Franci Durán: Antídotos contra o esquecimento

 


por Raffaella Rosset 

O trabalho da artista chilena-canadense Franci Durán foi o centro do último programa da (S8) Mostra de Cinema Periférico, curado por Elena Duque. 

No mesmo dia de sua sessão, Franci ministrou com Robin Riad e Rhayne Vermette uma oficina de fitogramas e animação para alunos de graduação em artes visuais de A Coruña. A técnica de fitogramas vêm sendo trabalhada pela artista desde que a conheceu através das oficinas de Phil Hoffman, e durante a oficina contou aos alunos que o interesse por ela vinha atrelado ao desejo de documentar plantas ‘não convidadas’ que cresciam em seu bairro, Kensington Market, um ambiente que vinha se gentrificando mas onde algumas plantas persistem em florescer através das construções. 

Durante a oficina um filme coletivo foi feito com a impressão de flores e folhas coletadas em A Coruña sobre película 35mm. Franci compartilhou uma receita de revelador suave feito com a infusão das próprias plantas, que foram molhadas na mistura, colocadas sobre o filme que recebia luz e que posteriormente foi submergido em água e fixador. Assim surgiu o primeiro filme projetado na sessão dedicada a Franci, Antídotos contra el olvido (Antídotos contra o esquecimento), exibido junto às outras peças produzidas na oficina, e seguidos pelos filmes da artista. 

O fato de a sessão de Franci começar com um filme produzido em uma experiência de educação e compartilhamento de técnicas de produção de imagem é uma grande chave para a aproximação ao seu trabalho, que está frequentemente abrindo perguntas e conversas acerca da produção de imagens e das experiências compartilhadas.

****

# DESAFIOS
a. De acordo com o texto sobre Franci Durán, em qual bairro cresciam as plantas 'não convidadas' que a artista queria documentar?
b. Transcreva do texto sobre Franci Durán a passagem que começa em "Franci Durán: Antídotos" e termina em "através das construções.".

# MATERIAL COLETADO
****

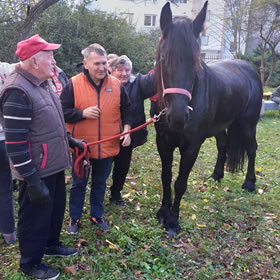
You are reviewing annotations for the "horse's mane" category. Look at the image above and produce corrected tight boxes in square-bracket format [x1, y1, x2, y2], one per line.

****

# RESPOSTAS
a. Em Kensington Market.

b.
Franci Durán: Antídotos contra o esquecimento

 


por Raffaella Rosset 

O trabalho da artista chilena-canadense Franci Durán foi o centro do último programa da (S8) Mostra de Cinema Periférico, curado por Elena Duque. 

No mesmo dia de sua sessão, Franci ministrou com Robin Riad e Rhayne Vermette uma oficina de fitogramas e animação para alunos de graduação em artes visuais de A Coruña. A técnica de fitogramas vêm sendo trabalhada pela artista desde que a conheceu através das oficinas de Phil Hoffman, e durante a oficina contou aos alunos que o interesse por ela vinha atrelado ao desejo de documentar plantas ‘não convidadas’ que cresciam em seu bairro, Kensington Market, um ambiente que vinha se gentrificando mas onde algumas plantas persistem em florescer através das construções.